Extract provided:
At Hait Family Law we are here to help you understand the laws and procedures that govern divorce in Israel so the process will be a little less overwhelming and help relieve a large part of the stress associated with divorce.
We’ve answered the most commonly asked questions below and there are a number of free E-books available to give you all the information you’ll need to make educated choices throughout your divorce.
If you want to get divorced or your spouse has told you they want a divorce, please contact us so we can answer your questions and arrange a complimentary case evaluation.
If your spouse has asked for a divorce and you agree to it, the best course of action for you and your family (emotionally and financially) is for the two of you to sit down together and come up with a formal written agreement. This will cover all aspects of your divorce: division of assets, and if there are kids, custody and child support. (I am a licensed mediator and can assist you in crafting out this agreement.)
If you don't want a divorce or can't agree on any or some of the issues you have to work out, then you may end up in litigation. In this case the issues will be decided upon in Family Court by one judge or the Rabbinic Court by three judges. Whether you have come to an agreement without going to court or you have had to litigate your divorce in either court, you will still have to appear in front of the Rabbinic court to obtain your GET.
While it is possible to get divorced if your spouse has fled the country, the question is which country will have jurisdiction over the divorce?
If the one who has left is in the other country long enough (generally between 3 and 6 months) they could initiate the divorce from there. But you can begin divorce proceedings from Israel right away because this is where you lived together.
So while I advise you to take action quickly you also must be careful and evaluate which country gives you better rights. In Israel there is no alimony or spousal support like in other countries. So you may benefit from having the proceedings begun outside of Israel.
In any case each case must be evaluated on its own. See video explanation here.
At Hait Family Law we have seen opposing attorneys bring needless motions in court, or file unnecessary suits that have cost their clients exorbitant fees and the very unfortunate fact is, the clients weren't aware that that was happening.
There are four different ways attorney's charge for divorce.
- Some charge by the hour.
- Some have set pricing for each of the areas covered by divorce: for division of assets, for child support, child custody etc.

Written problem a:
In the divorce passage, switch "spouse" to "partner" and write out the part from "We’ve answered the" to "out this agreement.)".
The records come from a different source than the divorce passage.

Supplied records:
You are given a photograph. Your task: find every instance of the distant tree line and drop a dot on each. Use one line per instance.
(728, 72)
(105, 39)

==

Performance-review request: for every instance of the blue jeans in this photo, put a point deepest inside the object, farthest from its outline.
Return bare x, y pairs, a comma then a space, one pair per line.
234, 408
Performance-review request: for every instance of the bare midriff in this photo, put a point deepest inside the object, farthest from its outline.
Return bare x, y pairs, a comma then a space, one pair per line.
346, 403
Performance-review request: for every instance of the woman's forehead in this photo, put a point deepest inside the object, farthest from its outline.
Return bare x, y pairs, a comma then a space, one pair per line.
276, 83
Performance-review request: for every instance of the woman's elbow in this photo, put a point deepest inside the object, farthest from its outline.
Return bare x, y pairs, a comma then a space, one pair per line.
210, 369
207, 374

--

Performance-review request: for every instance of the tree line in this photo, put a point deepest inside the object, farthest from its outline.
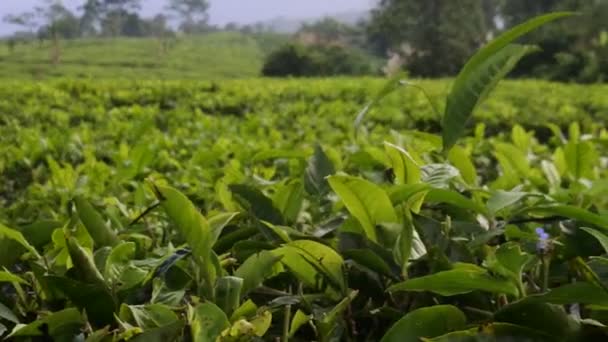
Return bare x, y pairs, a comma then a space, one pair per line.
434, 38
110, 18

Written problem b:
Pull out every line of the records that holds the word "tree".

Exercise response a:
We’ve answered the most commonly asked questions below and there are a number of free E-books available to give you all the information you’ll need to make educated choices throughout your divorce.
If you want to get divorced or your partner has told you they want a divorce, please contact us so we can answer your questions and arrange a complimentary case evaluation.
If your partner has asked for a divorce and you agree to it, the best course of action for you and your family (emotionally and financially) is for the two of you to sit down together and come up with a formal written agreement. This will cover all aspects of your divorce: division of assets, and if there are kids, custody and child support. (I am a licensed mediator and can assist you in crafting out this agreement.)

Exercise response b:
You are given a photograph. Your task: find every instance of the distant tree line and drop a dot on each. Use one line per instance.
Performance-review request: for every instance of the tree line in this photo, put a point deepest inside the object, farthest from its outline.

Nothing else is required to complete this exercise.